======== Texte à lire ========
La bourse doit se muscler pour jouer dans la catégorie supérieure
La bourse de Maurice a connu une année 2015 difficile, mais depuis sa création en 1989, elle affiche une belle rentabilité. Bon outil de développement, très accessible avec des cotations possibles dans plusieurs devises, elle progresse néanmoins trop lentement à l’international.
Depuis sa création en 1989 avec cinq valeurs, le Stock Exchange of Mauritius (SEM) a bien évolué. Entité totalement privée, la Bourse compte aujourd’hui 141 titres (dont 95 entreprises listées sur ses deux marchés) et sa capitalisation a atteint 254 milliards de roupies (6,35 milliards d’euros).
Quant à son actionnariat, il est composé de 25 entités 100%mauriciennes. Il s’agit de sociétés financières, de sociétés de bourse et d’entreprises importantes de l’île comme IBL et Swan. En matière de réglementation, elle dépend de la Financial Services Commission (FSC), le régulateur des services financiers non bancaires.
========
Consigne: Recopiez à l'identique, dans l'article sur la bourse de Maurice, le passage qui va de « La bourse doit » jusqu'à « (6,35 milliards d’euros). ».
======== Données fournies ========
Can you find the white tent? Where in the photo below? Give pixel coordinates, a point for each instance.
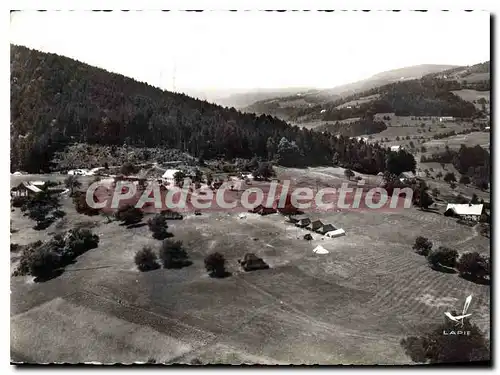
(320, 250)
(335, 233)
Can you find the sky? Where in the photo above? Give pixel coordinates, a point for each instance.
(224, 52)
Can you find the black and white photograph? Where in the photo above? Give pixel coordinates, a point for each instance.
(252, 187)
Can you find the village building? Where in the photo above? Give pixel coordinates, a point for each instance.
(168, 176)
(471, 212)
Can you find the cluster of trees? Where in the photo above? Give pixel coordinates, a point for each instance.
(43, 208)
(427, 96)
(471, 266)
(43, 259)
(57, 101)
(365, 125)
(171, 254)
(434, 347)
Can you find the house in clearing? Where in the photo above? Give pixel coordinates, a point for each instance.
(466, 211)
(315, 225)
(24, 189)
(326, 228)
(304, 222)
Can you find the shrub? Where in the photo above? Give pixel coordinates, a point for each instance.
(173, 255)
(464, 179)
(72, 183)
(76, 242)
(473, 265)
(349, 174)
(26, 257)
(171, 215)
(44, 261)
(158, 225)
(146, 259)
(129, 215)
(215, 265)
(450, 177)
(18, 201)
(422, 245)
(443, 256)
(435, 347)
(81, 206)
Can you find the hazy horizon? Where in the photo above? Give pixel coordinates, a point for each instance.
(217, 53)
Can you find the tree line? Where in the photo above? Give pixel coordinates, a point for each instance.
(57, 101)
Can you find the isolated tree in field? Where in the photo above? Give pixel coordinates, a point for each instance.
(422, 245)
(474, 199)
(464, 179)
(450, 177)
(265, 170)
(210, 178)
(71, 182)
(473, 266)
(349, 174)
(443, 256)
(399, 162)
(158, 225)
(173, 255)
(198, 176)
(146, 259)
(129, 214)
(81, 206)
(215, 264)
(435, 347)
(481, 183)
(179, 176)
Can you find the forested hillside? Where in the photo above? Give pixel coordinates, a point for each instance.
(57, 101)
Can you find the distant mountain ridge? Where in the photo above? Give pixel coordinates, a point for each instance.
(285, 107)
(58, 102)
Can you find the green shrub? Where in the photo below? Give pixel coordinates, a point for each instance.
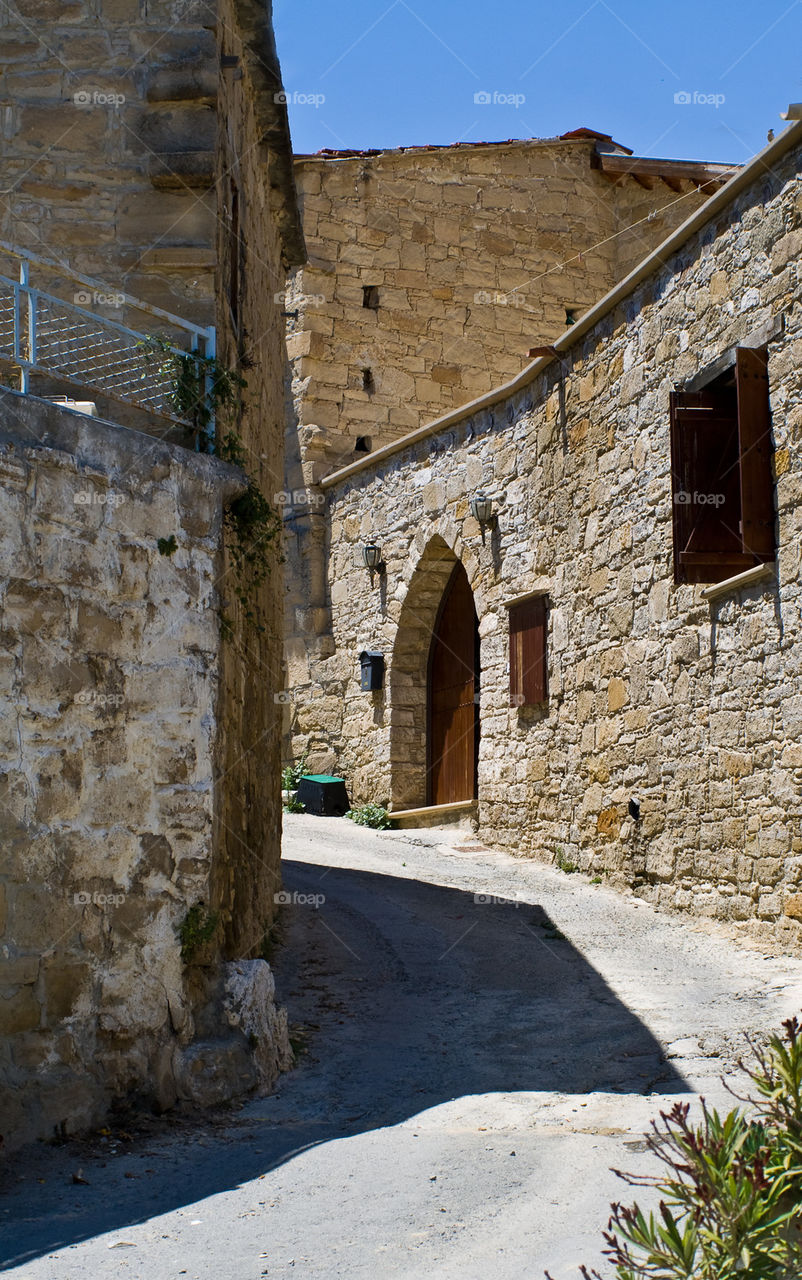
========
Corrigé de l'exercice:
La bourse doit se muscler pour jouer dans la catégorie supérieure
La bourse de Maurice a connu une année 2015 difficile, mais depuis sa création en 1989, elle affiche une belle rentabilité. Bon outil de développement, très accessible avec des cotations possibles dans plusieurs devises, elle progresse néanmoins trop lentement à l’international.
Depuis sa création en 1989 avec cinq valeurs, le Stock Exchange of Mauritius (SEM) a bien évolué. Entité totalement privée, la Bourse compte aujourd’hui 141 titres (dont 95 entreprises listées sur ses deux marchés) et sa capitalisation a atteint 254 milliards de roupies (6,35 milliards d’euros).